◆ Textauszug:

——————————

Dies rundweg musikalische Streben nach Ton-Reinheit, nach der größtmöglichen Vollkommenheit der Ligaturen und der Übergänge, nach harmonischer Erfüllung des Details musste - gerade in den Moden eruptiver Malerei der achtziger sowie dem Kunstdiktat des Fotografischen während der neunziger Jahre - als etwas tief Unzeitgemäßes, auch, gemessen am Ausbildungsstandard, wie die meisten Akademien ihn damals vermittelten, als etwas tief Absurdes und Unzünftiges, kurz: Dilettantisches erscheinen.

Ein zunächst nicht a priori abweisbarer Einwand. Rudolph Distler erwarb sein Handwerk nämlich tatsächlich als Autodidakt. Erst als er sich in dem, was er von seiner Kunst erwartete, vollkommen sicher war, ging er den Weg des Fachmanns und schrieb sich bei Rudolph Hausner an der Wiener Akademie ein. Der jedoch wies ihn als Schüler ab, da sei nichts mehr zu lehren. So blieb er als Hospitant. Bis klar war, dass von Hausner wirklich nichts zu lernen blieb. Dass dessen überpointierter, grell phantastischer Realismus für die Intentionen Distlers in die falsche Richtung wies.

——————————

◆ Aufgaben:
(1) Tausche in der Auflistung im Abschnitt von der Zeile mit „the tiger's hind“ bis einschließlich der Zeile mit „pixel 383 292“ das Wort „outline“ gegen „contour“ aus und gib nur diese Zeilen sonst unverändert wieder.
(2) Schreibe den Textauszug über Rudolph Distler im Anschluss an seinen letzten Satz weiter.

——————————

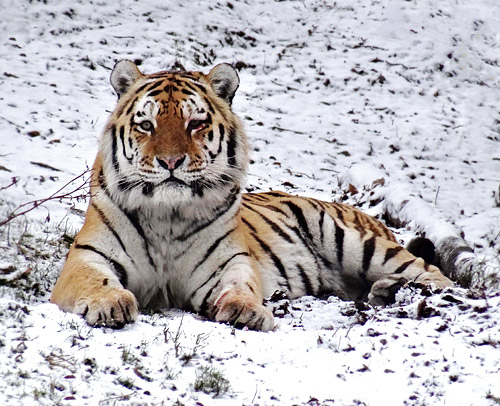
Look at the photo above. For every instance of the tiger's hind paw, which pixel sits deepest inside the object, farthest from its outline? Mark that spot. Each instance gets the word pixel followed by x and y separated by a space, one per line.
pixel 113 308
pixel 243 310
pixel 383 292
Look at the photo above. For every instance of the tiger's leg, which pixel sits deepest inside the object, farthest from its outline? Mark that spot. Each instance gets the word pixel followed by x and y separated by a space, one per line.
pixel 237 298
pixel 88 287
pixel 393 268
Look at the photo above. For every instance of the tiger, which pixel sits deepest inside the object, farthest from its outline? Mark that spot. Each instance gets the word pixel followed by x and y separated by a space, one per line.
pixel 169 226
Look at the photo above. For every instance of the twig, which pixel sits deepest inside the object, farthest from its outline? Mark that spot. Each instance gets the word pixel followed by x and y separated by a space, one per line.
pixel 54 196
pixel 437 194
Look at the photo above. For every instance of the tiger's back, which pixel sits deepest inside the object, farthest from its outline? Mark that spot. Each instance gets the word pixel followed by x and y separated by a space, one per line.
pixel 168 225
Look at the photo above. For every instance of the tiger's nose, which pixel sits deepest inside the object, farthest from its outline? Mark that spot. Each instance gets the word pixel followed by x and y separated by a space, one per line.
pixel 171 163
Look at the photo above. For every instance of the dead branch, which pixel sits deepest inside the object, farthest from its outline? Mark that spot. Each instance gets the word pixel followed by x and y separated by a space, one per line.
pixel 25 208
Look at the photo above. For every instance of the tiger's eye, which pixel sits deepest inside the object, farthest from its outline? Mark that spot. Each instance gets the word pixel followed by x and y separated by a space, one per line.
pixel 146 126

——————————

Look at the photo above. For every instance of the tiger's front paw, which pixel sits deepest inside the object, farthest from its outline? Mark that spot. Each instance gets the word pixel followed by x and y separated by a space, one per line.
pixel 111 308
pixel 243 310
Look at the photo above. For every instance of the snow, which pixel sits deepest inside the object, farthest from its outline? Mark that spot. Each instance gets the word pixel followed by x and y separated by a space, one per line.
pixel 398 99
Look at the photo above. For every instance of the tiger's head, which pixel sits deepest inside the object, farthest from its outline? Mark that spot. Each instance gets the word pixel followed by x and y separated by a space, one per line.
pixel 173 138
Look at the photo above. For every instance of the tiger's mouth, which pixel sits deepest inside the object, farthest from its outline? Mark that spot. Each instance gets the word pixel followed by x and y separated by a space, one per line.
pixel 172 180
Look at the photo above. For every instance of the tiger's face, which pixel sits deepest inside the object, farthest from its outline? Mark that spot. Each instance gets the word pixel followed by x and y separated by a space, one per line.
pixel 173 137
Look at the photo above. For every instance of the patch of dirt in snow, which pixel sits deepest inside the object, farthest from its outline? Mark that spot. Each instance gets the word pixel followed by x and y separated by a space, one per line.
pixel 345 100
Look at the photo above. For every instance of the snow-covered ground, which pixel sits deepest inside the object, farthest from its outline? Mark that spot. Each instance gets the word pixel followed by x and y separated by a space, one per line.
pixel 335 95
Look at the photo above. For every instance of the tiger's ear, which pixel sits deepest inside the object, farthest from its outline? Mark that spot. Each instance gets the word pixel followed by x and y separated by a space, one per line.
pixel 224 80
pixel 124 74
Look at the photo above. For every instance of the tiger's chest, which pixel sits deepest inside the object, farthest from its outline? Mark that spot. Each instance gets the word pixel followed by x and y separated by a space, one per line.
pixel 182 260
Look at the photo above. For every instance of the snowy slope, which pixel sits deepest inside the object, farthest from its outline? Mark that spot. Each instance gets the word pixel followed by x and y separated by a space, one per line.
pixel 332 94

——————————

◆ Lösungen:
(1)
Look at the photo above. For every instance of the tiger's hind paw, which pixel sits deepest inside the object, farthest from its contour? Mark that spot. Each instance gets the word pixel followed by x and y separated by a space, one per line.
pixel 113 308
pixel 243 310
pixel 383 292

(2)
Gewiss hatte auch er im Zeitgefühl der späten Sechziger als "magischer" Realist begonnen. Gewiss waren die Chiffren jenes Stils - die anthropomorphe Landschaft, die punktuelle Durchdringung und Aufhebung eines ansonsten definierten Raumgefüges - zu Anfang auch in seiner Arbeit gegenwärtig. Und gewiss gab es, vor allem in der "Mara"-Serie, auch einen Anhauch jener weichgezeichneten, ein wenig elfenhaften Erotik, wie sie in der Zeit des "Twen" und David Hamiltons die Ästhetik des Genres prägte. Auch ein mehrjähriger Aufenthalt in Italien gab Distlers Stil zunächst eine fast überhelle, farbige Koloristik.

Sein tatsächlicher, ureigener Weg entschied sich erst, als Distler sich mit seiner Familie 1978 im Chiemgau niederließ - zuerst in Leitenberg bei Frasdorf, dann in Aschau. Als er in der Landschaft zwischen Samerberg, Chiemsee und Priental die Grundformen seines Malens fand und anerkannte.
Als gelernter Lithograph (ein Handwerk, das bereits sein Großvater in einem Dorf bei Ulm ausübte) fand er zunächst die Druckgraphik als sein gegebenes Arbeitsfeld. Verbunden allerdings mit dem verwegenen Ehrgeiz, die bewährten Techniken der Farbradierung gleichsam neu zu definieren; die Begrenzungen der additiven Monochromie zu sprengen; Druck und Aquarell in bislang ungekannter Weise einander anzunähern.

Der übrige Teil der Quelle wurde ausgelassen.